# Dataset records start
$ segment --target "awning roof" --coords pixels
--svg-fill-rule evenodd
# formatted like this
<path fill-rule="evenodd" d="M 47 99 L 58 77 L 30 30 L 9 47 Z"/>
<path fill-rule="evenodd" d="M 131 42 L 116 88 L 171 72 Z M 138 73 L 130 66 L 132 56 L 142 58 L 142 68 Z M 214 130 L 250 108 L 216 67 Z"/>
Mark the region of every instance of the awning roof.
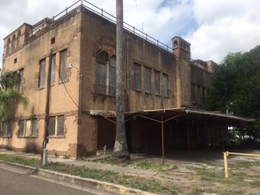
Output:
<path fill-rule="evenodd" d="M 102 111 L 91 111 L 91 115 L 101 115 L 104 117 L 115 117 L 115 112 L 102 112 Z M 143 110 L 138 112 L 126 113 L 126 120 L 131 117 L 146 117 L 155 120 L 160 120 L 162 116 L 163 121 L 171 119 L 179 119 L 186 121 L 202 121 L 207 123 L 219 123 L 227 125 L 239 125 L 246 124 L 255 121 L 254 119 L 248 119 L 232 114 L 219 113 L 216 112 L 198 110 L 187 107 L 179 108 L 167 108 L 157 110 Z"/>

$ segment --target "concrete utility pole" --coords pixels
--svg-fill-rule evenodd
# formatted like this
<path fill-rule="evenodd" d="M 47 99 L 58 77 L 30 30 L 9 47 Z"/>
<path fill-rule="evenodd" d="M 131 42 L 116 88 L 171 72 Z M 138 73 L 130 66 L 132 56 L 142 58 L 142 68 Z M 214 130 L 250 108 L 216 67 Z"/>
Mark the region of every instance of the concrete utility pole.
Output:
<path fill-rule="evenodd" d="M 48 73 L 47 73 L 47 87 L 46 87 L 46 105 L 45 105 L 45 119 L 44 119 L 44 129 L 43 129 L 43 141 L 42 146 L 42 162 L 43 165 L 46 164 L 48 151 L 46 150 L 49 136 L 49 123 L 50 123 L 50 99 L 51 99 L 51 61 L 52 61 L 52 50 L 50 50 Z"/>
<path fill-rule="evenodd" d="M 112 160 L 114 162 L 130 160 L 124 124 L 125 77 L 123 61 L 123 6 L 122 0 L 116 0 L 116 135 L 112 154 Z"/>

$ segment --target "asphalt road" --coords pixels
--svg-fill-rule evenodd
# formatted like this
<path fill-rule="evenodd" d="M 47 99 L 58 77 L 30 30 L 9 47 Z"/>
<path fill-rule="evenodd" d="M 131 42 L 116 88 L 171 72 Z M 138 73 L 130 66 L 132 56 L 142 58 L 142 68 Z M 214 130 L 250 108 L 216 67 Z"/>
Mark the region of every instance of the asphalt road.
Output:
<path fill-rule="evenodd" d="M 43 180 L 0 168 L 1 195 L 93 195 L 82 189 L 65 186 L 60 183 Z M 100 193 L 102 194 L 102 193 Z"/>

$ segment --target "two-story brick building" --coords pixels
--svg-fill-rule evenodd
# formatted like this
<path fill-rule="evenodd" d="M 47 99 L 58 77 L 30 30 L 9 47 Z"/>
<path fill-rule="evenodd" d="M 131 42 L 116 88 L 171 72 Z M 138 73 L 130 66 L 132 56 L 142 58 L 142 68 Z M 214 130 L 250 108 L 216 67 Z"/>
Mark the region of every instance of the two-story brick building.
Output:
<path fill-rule="evenodd" d="M 4 118 L 1 147 L 41 152 L 48 117 L 51 153 L 78 157 L 113 148 L 114 19 L 80 2 L 51 19 L 24 23 L 4 39 L 3 70 L 20 74 L 20 90 L 29 104 L 13 106 Z M 125 24 L 126 130 L 132 152 L 219 144 L 227 138 L 227 124 L 248 121 L 194 110 L 202 108 L 216 64 L 192 60 L 191 44 L 181 37 L 172 39 L 172 48 Z"/>

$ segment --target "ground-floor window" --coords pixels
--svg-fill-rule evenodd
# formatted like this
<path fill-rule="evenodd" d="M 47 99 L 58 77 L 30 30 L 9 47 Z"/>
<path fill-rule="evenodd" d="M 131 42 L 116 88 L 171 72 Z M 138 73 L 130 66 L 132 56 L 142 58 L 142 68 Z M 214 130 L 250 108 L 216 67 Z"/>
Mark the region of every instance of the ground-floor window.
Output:
<path fill-rule="evenodd" d="M 27 119 L 19 121 L 19 137 L 37 136 L 37 119 Z"/>
<path fill-rule="evenodd" d="M 64 136 L 64 115 L 51 116 L 49 121 L 49 136 Z"/>

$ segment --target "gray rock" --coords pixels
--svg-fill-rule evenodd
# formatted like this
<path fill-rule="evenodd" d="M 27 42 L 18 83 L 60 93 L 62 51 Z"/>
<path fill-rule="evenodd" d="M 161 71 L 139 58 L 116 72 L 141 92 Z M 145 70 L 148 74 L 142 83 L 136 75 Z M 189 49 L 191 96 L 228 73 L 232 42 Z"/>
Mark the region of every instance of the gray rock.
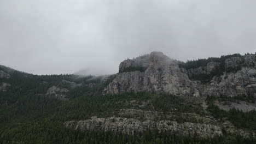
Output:
<path fill-rule="evenodd" d="M 238 109 L 243 112 L 248 112 L 253 110 L 256 110 L 256 104 L 252 104 L 245 101 L 240 101 L 238 103 L 231 101 L 219 102 L 217 101 L 216 101 L 216 104 L 219 109 L 225 111 L 229 111 L 233 108 Z"/>
<path fill-rule="evenodd" d="M 220 77 L 214 77 L 211 83 L 196 85 L 202 95 L 226 95 L 234 97 L 249 93 L 256 96 L 256 69 L 243 67 L 236 73 L 225 74 Z"/>
<path fill-rule="evenodd" d="M 3 92 L 6 92 L 7 91 L 7 87 L 10 86 L 11 85 L 9 83 L 2 82 L 0 85 L 0 91 Z"/>
<path fill-rule="evenodd" d="M 0 70 L 0 78 L 3 79 L 9 79 L 10 77 L 10 75 L 7 73 L 3 71 L 3 70 Z"/>
<path fill-rule="evenodd" d="M 255 56 L 251 55 L 227 58 L 224 63 L 225 69 L 243 67 L 236 72 L 216 76 L 210 83 L 202 83 L 199 81 L 192 81 L 189 76 L 210 74 L 219 68 L 219 63 L 211 62 L 206 67 L 187 70 L 179 68 L 178 61 L 161 52 L 153 52 L 142 58 L 127 59 L 121 63 L 120 73 L 102 93 L 146 91 L 196 97 L 221 94 L 233 97 L 249 94 L 256 97 L 256 69 L 252 66 L 255 62 Z M 138 65 L 147 69 L 145 71 L 123 71 L 126 68 Z"/>
<path fill-rule="evenodd" d="M 225 61 L 225 68 L 235 68 L 241 65 L 242 59 L 238 57 L 232 57 Z"/>
<path fill-rule="evenodd" d="M 68 89 L 66 88 L 59 88 L 55 86 L 53 86 L 48 89 L 48 91 L 45 93 L 45 96 L 49 98 L 54 98 L 62 100 L 68 100 L 67 96 L 65 93 L 68 92 Z"/>
<path fill-rule="evenodd" d="M 214 62 L 211 62 L 207 63 L 206 66 L 206 74 L 211 74 L 213 71 L 214 71 L 219 66 L 219 63 Z"/>
<path fill-rule="evenodd" d="M 108 118 L 92 117 L 90 119 L 79 121 L 69 121 L 65 125 L 75 130 L 113 131 L 130 135 L 143 133 L 148 128 L 153 130 L 165 130 L 168 133 L 175 132 L 181 135 L 189 134 L 201 137 L 214 137 L 222 135 L 219 127 L 211 124 L 185 122 L 178 123 L 176 121 L 163 120 L 155 122 L 152 120 L 140 121 L 135 118 L 110 117 Z"/>
<path fill-rule="evenodd" d="M 71 88 L 75 88 L 75 87 L 79 87 L 79 86 L 80 86 L 82 85 L 82 84 L 78 84 L 78 83 L 77 83 L 74 82 L 71 82 L 71 81 L 67 81 L 67 80 L 62 80 L 61 81 L 61 82 L 63 84 L 68 84 L 68 85 L 69 85 L 71 86 Z"/>
<path fill-rule="evenodd" d="M 198 90 L 188 75 L 181 72 L 177 61 L 159 52 L 152 52 L 148 57 L 148 59 L 144 58 L 148 61 L 141 63 L 142 65 L 148 65 L 145 72 L 135 71 L 117 74 L 116 78 L 104 89 L 103 93 L 143 91 L 164 92 L 177 95 L 199 95 Z M 133 66 L 131 61 L 132 60 L 122 62 L 119 71 L 122 71 L 123 68 L 127 65 Z M 136 59 L 134 61 L 137 61 Z"/>

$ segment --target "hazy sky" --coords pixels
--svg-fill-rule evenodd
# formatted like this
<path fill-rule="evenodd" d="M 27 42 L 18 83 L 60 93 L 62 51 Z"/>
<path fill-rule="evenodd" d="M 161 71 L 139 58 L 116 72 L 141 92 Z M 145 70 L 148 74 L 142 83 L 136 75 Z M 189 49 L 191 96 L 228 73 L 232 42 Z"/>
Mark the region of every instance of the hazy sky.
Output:
<path fill-rule="evenodd" d="M 0 64 L 99 75 L 153 51 L 184 61 L 254 53 L 255 7 L 255 0 L 0 0 Z"/>

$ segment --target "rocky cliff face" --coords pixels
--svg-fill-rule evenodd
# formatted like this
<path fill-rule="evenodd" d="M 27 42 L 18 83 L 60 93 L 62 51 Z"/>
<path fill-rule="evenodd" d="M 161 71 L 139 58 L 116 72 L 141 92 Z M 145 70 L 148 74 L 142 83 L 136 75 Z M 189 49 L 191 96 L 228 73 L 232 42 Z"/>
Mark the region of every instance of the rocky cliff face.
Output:
<path fill-rule="evenodd" d="M 142 59 L 128 59 L 121 63 L 120 73 L 103 93 L 147 91 L 199 96 L 193 82 L 179 68 L 178 61 L 159 52 L 153 52 Z M 144 71 L 126 71 L 129 67 Z"/>
<path fill-rule="evenodd" d="M 211 124 L 193 123 L 185 122 L 178 123 L 176 121 L 160 121 L 155 122 L 146 120 L 141 122 L 135 118 L 110 117 L 109 118 L 92 117 L 91 119 L 70 121 L 65 123 L 67 127 L 81 130 L 114 131 L 117 133 L 128 134 L 143 133 L 148 128 L 153 130 L 157 128 L 159 130 L 166 130 L 168 133 L 176 133 L 182 135 L 197 136 L 202 137 L 213 137 L 222 135 L 219 127 Z"/>
<path fill-rule="evenodd" d="M 9 79 L 10 78 L 10 75 L 7 73 L 4 72 L 3 70 L 0 70 L 0 78 L 1 79 Z"/>
<path fill-rule="evenodd" d="M 162 115 L 169 119 L 156 120 L 156 118 Z M 127 115 L 130 118 L 125 117 Z M 222 135 L 221 128 L 225 127 L 226 130 L 231 133 L 245 137 L 251 135 L 250 131 L 237 129 L 229 121 L 220 123 L 211 116 L 201 116 L 190 113 L 181 113 L 180 115 L 194 119 L 195 122 L 178 122 L 173 119 L 175 115 L 172 113 L 164 114 L 154 111 L 123 109 L 120 110 L 119 117 L 97 118 L 93 116 L 86 120 L 68 121 L 64 123 L 64 125 L 82 131 L 112 131 L 117 134 L 129 135 L 143 133 L 147 129 L 152 131 L 157 129 L 159 131 L 165 131 L 167 134 L 175 133 L 179 135 L 190 135 L 205 138 Z M 170 118 L 173 120 L 170 120 Z M 255 136 L 254 133 L 253 135 Z"/>
<path fill-rule="evenodd" d="M 68 92 L 68 89 L 66 88 L 59 88 L 53 86 L 49 88 L 45 96 L 49 98 L 53 98 L 62 100 L 68 100 L 66 93 Z"/>
<path fill-rule="evenodd" d="M 103 93 L 147 91 L 196 97 L 240 94 L 256 97 L 255 55 L 226 58 L 223 66 L 226 71 L 220 76 L 213 76 L 207 83 L 189 77 L 212 75 L 215 70 L 222 68 L 220 62 L 212 61 L 206 66 L 189 69 L 179 67 L 177 61 L 160 52 L 125 60 L 120 64 L 116 78 Z"/>

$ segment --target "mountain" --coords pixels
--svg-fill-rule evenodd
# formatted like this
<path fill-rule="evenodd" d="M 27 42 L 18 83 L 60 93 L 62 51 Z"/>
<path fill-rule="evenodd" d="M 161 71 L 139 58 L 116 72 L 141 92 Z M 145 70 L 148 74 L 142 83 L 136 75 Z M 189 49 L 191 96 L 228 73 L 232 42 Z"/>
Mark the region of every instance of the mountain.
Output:
<path fill-rule="evenodd" d="M 256 56 L 233 55 L 183 63 L 153 52 L 119 65 L 103 93 L 146 91 L 176 95 L 256 96 Z"/>
<path fill-rule="evenodd" d="M 0 65 L 0 143 L 254 143 L 256 55 L 153 52 L 101 76 Z"/>

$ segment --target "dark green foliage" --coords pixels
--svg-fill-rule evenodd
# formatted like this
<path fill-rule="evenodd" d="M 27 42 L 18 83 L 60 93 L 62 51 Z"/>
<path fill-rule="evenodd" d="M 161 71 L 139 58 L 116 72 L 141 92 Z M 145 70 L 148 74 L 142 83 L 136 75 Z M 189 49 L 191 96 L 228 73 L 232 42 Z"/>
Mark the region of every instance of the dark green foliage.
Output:
<path fill-rule="evenodd" d="M 130 72 L 130 71 L 139 71 L 141 72 L 145 72 L 147 70 L 147 68 L 144 68 L 143 67 L 129 67 L 127 68 L 125 68 L 122 71 L 119 71 L 119 73 L 123 72 Z"/>
<path fill-rule="evenodd" d="M 184 68 L 187 69 L 194 69 L 199 68 L 200 67 L 206 67 L 207 63 L 211 62 L 219 62 L 220 63 L 225 62 L 225 60 L 232 57 L 241 57 L 242 56 L 239 53 L 235 53 L 233 55 L 229 55 L 226 56 L 222 56 L 220 58 L 218 57 L 209 57 L 207 59 L 202 58 L 199 59 L 198 60 L 188 61 L 186 63 L 181 62 L 179 67 Z"/>
<path fill-rule="evenodd" d="M 256 130 L 256 111 L 254 110 L 244 112 L 241 110 L 232 109 L 229 111 L 219 109 L 214 104 L 216 97 L 207 98 L 208 110 L 215 117 L 223 119 L 228 119 L 235 126 L 241 128 Z"/>
<path fill-rule="evenodd" d="M 239 53 L 230 55 L 226 56 L 222 56 L 220 58 L 209 57 L 207 59 L 199 59 L 196 61 L 188 61 L 186 63 L 181 62 L 179 63 L 179 66 L 181 68 L 184 68 L 187 70 L 190 69 L 195 69 L 200 67 L 206 67 L 207 63 L 211 62 L 218 62 L 219 65 L 217 68 L 210 74 L 200 74 L 197 75 L 189 75 L 189 78 L 194 80 L 201 81 L 203 83 L 208 83 L 211 81 L 214 76 L 220 76 L 223 75 L 224 72 L 226 73 L 235 73 L 242 69 L 242 63 L 244 61 L 244 58 L 242 59 L 242 62 L 240 65 L 236 67 L 231 67 L 225 68 L 225 61 L 229 58 L 232 57 L 242 57 L 242 56 Z"/>
<path fill-rule="evenodd" d="M 49 121 L 26 123 L 12 125 L 0 131 L 0 143 L 255 143 L 254 138 L 227 135 L 213 138 L 182 136 L 167 134 L 156 129 L 144 134 L 129 135 L 111 131 L 80 131 L 65 128 Z"/>

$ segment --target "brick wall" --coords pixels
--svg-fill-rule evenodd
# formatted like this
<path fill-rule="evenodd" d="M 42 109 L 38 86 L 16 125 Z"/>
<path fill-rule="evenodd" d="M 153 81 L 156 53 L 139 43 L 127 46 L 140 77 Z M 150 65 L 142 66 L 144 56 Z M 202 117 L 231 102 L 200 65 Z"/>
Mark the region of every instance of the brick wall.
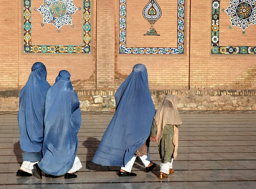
# Dataset records end
### The exercise
Rewrite the records from the beginning through the line containing "112 160 L 114", replacing "region" with "area" and changing nothing else. Omit the pictures from the output.

### Exercise solution
$ segment --target "awning roof" --coords pixels
--svg-fill-rule evenodd
# formatted like this
<path fill-rule="evenodd" d="M 47 99 L 58 77 L 30 30 L 9 47 Z"/>
<path fill-rule="evenodd" d="M 131 42 L 116 88 L 171 72 Z M 138 73 L 130 66 L 132 56 L 142 58 L 142 68 Z M 214 130 L 250 108 L 216 67 Z"/>
Mark the area of every instance of the awning roof.
Output:
<path fill-rule="evenodd" d="M 102 111 L 91 111 L 91 115 L 101 115 L 104 117 L 115 117 L 115 112 L 102 112 Z M 143 110 L 138 112 L 126 113 L 126 120 L 131 117 L 146 117 L 155 120 L 160 120 L 162 116 L 163 121 L 171 119 L 179 119 L 186 121 L 202 121 L 207 123 L 219 123 L 227 125 L 239 125 L 246 124 L 255 121 L 254 119 L 248 119 L 232 114 L 219 113 L 216 112 L 198 110 L 187 107 L 179 108 L 167 108 L 157 110 Z"/>

$ segment --target "concrete utility pole" --coords pixels
--svg-fill-rule evenodd
# formatted like this
<path fill-rule="evenodd" d="M 47 99 L 58 77 L 30 30 L 9 47 Z"/>
<path fill-rule="evenodd" d="M 131 42 L 116 88 L 171 72 Z M 138 73 L 130 66 L 132 56 L 142 58 L 142 68 Z M 214 130 L 250 108 L 216 67 Z"/>
Mark the area of every instance of the concrete utility pole.
Output:
<path fill-rule="evenodd" d="M 48 73 L 47 73 L 47 87 L 46 87 L 46 105 L 45 105 L 45 119 L 44 119 L 44 129 L 43 129 L 43 141 L 42 146 L 42 162 L 43 165 L 46 164 L 48 151 L 46 150 L 49 136 L 49 123 L 50 123 L 50 99 L 51 99 L 51 61 L 52 61 L 52 50 L 50 50 Z"/>
<path fill-rule="evenodd" d="M 112 160 L 114 162 L 130 160 L 124 124 L 125 77 L 123 61 L 123 6 L 122 0 L 116 0 L 116 135 L 112 154 Z"/>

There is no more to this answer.